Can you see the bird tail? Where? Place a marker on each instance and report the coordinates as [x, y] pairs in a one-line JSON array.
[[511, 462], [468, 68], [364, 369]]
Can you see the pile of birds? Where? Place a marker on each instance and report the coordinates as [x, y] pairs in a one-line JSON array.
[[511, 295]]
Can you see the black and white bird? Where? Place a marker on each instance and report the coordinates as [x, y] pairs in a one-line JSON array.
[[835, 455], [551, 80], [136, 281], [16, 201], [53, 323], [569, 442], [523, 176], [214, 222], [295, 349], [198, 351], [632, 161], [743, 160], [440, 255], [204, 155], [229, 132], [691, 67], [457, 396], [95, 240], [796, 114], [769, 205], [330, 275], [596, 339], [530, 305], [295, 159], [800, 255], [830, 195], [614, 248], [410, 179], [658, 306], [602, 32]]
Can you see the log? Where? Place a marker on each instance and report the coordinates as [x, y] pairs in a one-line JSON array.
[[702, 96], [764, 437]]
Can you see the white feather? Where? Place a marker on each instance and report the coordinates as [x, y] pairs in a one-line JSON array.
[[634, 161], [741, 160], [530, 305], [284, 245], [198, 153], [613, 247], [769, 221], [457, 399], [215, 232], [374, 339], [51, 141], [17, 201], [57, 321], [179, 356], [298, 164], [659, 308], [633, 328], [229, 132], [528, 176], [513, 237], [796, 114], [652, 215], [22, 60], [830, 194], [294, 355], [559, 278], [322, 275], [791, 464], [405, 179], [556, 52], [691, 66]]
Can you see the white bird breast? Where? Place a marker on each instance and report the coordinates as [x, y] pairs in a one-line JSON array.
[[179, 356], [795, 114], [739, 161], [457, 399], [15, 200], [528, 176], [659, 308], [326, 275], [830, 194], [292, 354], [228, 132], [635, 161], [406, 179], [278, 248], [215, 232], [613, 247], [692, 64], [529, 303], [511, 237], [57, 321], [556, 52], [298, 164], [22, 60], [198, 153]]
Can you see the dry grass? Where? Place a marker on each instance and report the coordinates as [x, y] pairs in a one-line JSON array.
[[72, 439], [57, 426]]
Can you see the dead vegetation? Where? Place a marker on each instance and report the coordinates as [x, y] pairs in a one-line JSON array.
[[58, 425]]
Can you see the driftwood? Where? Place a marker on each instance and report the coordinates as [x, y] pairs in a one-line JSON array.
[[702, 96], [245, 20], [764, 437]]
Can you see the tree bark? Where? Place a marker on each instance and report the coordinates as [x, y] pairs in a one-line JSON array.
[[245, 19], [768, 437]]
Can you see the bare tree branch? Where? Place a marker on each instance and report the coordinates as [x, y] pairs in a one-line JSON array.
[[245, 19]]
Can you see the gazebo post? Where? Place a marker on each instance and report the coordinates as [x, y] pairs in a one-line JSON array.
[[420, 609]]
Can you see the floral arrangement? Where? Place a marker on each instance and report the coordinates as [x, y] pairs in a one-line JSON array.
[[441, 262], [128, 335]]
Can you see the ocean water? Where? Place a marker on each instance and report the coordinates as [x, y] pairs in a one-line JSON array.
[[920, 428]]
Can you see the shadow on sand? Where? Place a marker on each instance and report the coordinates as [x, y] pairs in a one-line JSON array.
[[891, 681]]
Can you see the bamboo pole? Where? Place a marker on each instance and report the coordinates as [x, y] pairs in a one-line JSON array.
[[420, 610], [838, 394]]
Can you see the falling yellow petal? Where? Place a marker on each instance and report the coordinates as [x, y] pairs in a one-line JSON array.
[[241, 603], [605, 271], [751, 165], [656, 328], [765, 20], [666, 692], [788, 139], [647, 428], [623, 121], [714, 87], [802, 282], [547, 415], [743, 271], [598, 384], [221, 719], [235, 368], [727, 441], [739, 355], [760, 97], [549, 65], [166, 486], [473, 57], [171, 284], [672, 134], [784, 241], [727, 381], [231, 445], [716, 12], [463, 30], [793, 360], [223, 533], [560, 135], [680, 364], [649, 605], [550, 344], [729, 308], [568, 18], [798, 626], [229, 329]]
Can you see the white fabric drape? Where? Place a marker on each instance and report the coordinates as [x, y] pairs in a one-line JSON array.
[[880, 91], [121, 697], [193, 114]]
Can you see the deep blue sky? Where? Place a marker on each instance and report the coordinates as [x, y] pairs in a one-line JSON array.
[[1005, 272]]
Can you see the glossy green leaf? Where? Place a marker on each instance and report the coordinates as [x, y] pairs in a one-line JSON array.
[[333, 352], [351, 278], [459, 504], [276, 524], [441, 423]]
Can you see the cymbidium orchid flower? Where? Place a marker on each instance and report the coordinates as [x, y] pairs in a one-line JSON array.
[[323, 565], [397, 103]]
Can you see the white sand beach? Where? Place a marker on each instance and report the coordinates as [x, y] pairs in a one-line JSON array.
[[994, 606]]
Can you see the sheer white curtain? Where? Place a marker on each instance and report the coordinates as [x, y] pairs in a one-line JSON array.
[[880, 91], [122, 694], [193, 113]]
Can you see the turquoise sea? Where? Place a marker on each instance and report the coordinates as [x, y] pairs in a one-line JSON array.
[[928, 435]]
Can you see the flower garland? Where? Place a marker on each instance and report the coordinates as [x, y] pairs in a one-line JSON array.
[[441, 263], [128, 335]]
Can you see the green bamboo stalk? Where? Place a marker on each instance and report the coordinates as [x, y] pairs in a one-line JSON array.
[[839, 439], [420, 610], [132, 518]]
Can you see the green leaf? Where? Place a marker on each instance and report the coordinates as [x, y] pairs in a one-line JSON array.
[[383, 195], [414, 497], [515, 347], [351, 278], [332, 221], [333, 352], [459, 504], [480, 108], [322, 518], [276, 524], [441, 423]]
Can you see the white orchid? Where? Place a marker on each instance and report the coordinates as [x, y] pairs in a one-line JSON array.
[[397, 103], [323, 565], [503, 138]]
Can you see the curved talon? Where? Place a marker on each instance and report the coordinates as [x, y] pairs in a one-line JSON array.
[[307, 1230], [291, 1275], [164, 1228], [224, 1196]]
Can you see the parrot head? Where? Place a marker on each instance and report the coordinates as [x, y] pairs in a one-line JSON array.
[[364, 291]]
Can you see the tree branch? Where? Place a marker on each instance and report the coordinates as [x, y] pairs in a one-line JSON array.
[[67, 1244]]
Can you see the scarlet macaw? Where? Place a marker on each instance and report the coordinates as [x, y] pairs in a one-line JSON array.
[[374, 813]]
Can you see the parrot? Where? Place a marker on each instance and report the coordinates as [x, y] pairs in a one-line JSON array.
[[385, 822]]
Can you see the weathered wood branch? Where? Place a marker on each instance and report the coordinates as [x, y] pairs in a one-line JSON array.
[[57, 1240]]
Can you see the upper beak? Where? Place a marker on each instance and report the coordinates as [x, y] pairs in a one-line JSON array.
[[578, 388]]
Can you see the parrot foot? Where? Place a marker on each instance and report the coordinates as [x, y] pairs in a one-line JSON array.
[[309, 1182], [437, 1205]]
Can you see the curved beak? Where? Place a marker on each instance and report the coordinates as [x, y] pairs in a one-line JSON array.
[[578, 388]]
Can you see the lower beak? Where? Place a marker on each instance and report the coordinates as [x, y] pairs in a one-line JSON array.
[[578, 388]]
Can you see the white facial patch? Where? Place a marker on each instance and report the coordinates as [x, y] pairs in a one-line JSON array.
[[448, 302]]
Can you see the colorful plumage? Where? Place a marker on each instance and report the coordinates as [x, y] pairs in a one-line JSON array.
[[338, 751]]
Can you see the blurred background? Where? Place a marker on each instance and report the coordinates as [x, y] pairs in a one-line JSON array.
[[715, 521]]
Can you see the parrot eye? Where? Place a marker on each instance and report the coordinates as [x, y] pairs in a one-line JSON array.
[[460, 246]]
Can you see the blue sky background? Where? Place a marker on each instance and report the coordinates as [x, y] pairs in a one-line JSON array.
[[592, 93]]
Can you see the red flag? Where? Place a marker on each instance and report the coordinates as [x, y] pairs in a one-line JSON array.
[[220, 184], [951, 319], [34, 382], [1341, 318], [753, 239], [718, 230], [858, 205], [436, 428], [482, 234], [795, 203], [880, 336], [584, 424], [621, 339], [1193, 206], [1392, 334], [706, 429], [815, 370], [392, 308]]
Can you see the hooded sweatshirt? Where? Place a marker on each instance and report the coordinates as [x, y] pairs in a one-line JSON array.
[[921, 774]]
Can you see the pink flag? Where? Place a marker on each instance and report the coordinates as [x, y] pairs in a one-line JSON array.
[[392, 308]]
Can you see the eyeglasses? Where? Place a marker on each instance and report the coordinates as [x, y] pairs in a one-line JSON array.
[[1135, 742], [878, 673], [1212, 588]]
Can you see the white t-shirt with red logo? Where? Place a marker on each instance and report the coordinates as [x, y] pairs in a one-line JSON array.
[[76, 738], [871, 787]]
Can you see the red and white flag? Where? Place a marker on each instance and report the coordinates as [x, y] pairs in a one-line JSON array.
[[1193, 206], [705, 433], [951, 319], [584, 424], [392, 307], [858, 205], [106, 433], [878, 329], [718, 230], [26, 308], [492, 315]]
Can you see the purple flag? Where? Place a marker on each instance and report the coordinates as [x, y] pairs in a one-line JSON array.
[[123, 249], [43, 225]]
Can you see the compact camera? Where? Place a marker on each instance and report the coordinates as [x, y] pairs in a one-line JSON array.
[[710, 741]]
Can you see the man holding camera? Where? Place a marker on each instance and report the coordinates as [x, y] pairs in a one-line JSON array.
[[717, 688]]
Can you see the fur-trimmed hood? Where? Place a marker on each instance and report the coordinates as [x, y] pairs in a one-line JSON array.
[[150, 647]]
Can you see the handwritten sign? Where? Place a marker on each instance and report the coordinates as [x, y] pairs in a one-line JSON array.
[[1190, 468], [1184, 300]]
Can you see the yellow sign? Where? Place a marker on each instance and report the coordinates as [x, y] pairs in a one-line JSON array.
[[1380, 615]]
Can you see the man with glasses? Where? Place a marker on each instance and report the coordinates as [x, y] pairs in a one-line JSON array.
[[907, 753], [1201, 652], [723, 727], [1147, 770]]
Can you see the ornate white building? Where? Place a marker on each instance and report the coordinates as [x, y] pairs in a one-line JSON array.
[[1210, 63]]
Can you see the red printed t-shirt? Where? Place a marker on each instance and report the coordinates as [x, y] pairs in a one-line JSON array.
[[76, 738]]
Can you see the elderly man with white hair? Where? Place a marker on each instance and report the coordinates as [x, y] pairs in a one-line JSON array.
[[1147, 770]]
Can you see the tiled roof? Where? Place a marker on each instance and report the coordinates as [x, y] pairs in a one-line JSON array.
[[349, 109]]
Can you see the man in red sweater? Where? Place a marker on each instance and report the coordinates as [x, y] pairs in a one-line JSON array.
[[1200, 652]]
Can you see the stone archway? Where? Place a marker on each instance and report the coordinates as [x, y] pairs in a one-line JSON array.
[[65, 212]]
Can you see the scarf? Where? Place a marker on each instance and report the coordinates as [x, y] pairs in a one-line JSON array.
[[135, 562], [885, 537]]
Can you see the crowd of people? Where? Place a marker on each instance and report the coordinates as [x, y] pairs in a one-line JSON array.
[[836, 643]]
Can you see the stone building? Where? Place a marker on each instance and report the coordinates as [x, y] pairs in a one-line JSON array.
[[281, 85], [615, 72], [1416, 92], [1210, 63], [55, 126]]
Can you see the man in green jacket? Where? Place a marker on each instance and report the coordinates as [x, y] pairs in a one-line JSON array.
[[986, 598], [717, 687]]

|---|

→ **ACTIVITY**: Reproduce the line containing "Can you see the scarf?" and every line after it. Stop at the last line of the records, and add nothing.

→ **THE ANSWER**:
Can you see the scarf? Where? Place a marker on each instance and report the coordinates as [x, y] pairs in a one-line JSON array.
[[135, 562], [885, 537]]
Can you see the crowd of people? Where? Place a marker on each instance and report the coordinates as [x, y] pairs in a one-line JSON array.
[[836, 643]]
Can you see the stone building? Where? Place a marker on each instance and report the coordinates as [x, y] pairs in a one-line JSON array.
[[281, 85], [615, 72], [1416, 92], [1210, 63], [55, 126]]
Can you see the man in green jacket? Where? Place a marker on each instance and report the coordinates as [x, y] pairs in a one-line JSON array.
[[986, 598], [717, 687]]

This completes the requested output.